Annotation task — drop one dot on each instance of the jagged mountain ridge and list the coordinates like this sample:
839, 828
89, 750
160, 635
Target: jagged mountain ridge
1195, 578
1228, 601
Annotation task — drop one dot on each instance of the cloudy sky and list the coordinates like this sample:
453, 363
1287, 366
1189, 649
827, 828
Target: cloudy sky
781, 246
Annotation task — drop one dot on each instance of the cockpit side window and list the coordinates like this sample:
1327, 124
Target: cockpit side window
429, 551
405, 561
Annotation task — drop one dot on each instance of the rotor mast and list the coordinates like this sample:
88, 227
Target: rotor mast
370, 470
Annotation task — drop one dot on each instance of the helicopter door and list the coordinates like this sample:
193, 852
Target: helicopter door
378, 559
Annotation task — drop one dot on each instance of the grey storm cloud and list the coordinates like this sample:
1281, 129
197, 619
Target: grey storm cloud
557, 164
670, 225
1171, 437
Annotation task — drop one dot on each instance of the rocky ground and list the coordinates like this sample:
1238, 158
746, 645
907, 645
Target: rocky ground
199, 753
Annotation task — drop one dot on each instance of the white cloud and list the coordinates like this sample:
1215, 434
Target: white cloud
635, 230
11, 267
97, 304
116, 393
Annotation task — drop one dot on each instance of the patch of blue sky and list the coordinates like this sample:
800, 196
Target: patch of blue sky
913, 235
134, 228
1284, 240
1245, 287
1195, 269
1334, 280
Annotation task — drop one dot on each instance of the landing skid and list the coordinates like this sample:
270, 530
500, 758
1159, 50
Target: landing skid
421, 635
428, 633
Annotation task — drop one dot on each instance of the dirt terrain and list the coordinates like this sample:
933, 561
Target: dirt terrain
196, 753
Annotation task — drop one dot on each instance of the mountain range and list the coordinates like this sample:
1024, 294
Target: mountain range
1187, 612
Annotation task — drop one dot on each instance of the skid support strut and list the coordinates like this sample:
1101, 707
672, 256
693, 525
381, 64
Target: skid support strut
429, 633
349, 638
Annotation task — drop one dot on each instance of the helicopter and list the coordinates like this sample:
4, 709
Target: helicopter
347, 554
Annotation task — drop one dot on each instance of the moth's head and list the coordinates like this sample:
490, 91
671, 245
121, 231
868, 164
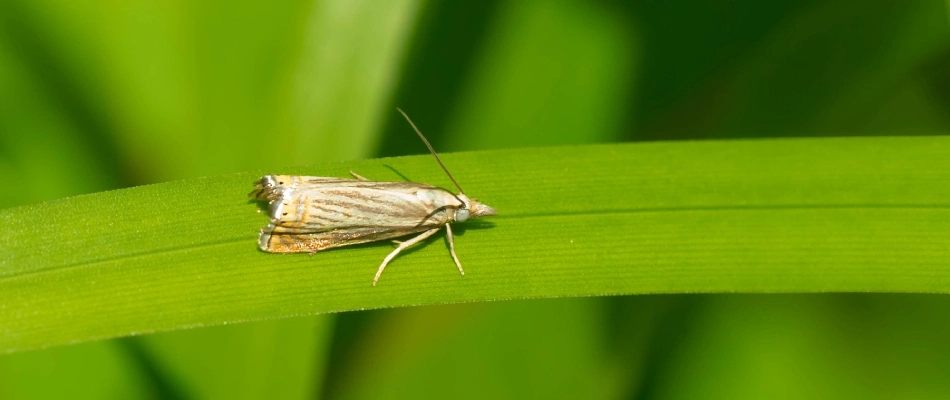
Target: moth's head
471, 208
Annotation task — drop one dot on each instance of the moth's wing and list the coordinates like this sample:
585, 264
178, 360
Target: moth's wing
324, 214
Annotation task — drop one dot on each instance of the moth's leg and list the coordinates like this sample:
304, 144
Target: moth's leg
422, 236
451, 239
358, 176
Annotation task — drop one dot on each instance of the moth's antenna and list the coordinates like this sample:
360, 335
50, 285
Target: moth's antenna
431, 150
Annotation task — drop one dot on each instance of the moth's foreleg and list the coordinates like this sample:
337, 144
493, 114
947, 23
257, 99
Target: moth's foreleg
422, 236
451, 239
358, 176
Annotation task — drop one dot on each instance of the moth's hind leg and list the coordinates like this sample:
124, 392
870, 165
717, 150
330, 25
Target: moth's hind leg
402, 246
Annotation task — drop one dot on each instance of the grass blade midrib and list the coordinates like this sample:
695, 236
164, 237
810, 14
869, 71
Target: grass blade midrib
737, 216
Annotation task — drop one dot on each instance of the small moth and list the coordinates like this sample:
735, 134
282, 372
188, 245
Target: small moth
312, 213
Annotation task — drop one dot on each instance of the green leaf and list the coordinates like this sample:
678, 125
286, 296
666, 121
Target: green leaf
811, 215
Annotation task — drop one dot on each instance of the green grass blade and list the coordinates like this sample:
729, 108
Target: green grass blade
812, 215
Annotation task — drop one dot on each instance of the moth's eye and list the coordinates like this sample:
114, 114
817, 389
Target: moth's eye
461, 215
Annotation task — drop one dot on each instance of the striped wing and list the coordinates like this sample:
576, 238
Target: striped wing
309, 214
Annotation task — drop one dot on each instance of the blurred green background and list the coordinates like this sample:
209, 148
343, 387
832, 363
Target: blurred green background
99, 95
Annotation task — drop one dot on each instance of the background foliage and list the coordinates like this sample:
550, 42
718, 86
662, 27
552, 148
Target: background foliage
97, 95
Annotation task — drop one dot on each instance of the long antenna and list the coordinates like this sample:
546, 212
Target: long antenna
431, 150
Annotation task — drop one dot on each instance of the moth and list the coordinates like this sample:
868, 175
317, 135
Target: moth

- **What is being asked**:
Scale the entries from the line containing "the green leaf" through the last line of the entries, both ends included, by writing out every one of those lines again, requests too. Multiply each answer coordinate by 0.6 and round it to a whole number with halves rounded up, but leave the sample coordinates in the requests unchanged.

- **The result**:
Annotation task — drop one dot on each instance of the green leaf and list the coordinates like this sample:
678, 125
286, 296
666, 121
Target: green leaf
487, 129
Annotation task — drop one dot on each instance of the green grass blade and list the coordinates like this sample:
729, 108
Target: green grass blade
487, 129
Annotation task — drop one dot on each instance of the moth's eye and list the coordinates like this sample:
114, 114
817, 389
Target: moth's eye
277, 129
Annotation task — drop one dot on each instance of the striped wing and list the coordinates like this sample:
576, 238
Target: striped wing
185, 128
Annotation task — drop one dot on each instance of the blurred green background and list the coordinates like this sample:
209, 148
343, 387
832, 363
Target: blurred green background
59, 57
Annotation task — drop one dot on each instance of the background foliage and list the coordinates like this sample:
550, 42
718, 86
662, 27
552, 148
Target: background foliage
58, 57
Annotation task — drop one dot on each instance of the long antenna and list the coordinates like this sample:
546, 212
Target: long antenna
259, 90
Annotation task — drop one dot on each instance of the moth and list the coordinates like this sample:
868, 175
317, 135
Target: moth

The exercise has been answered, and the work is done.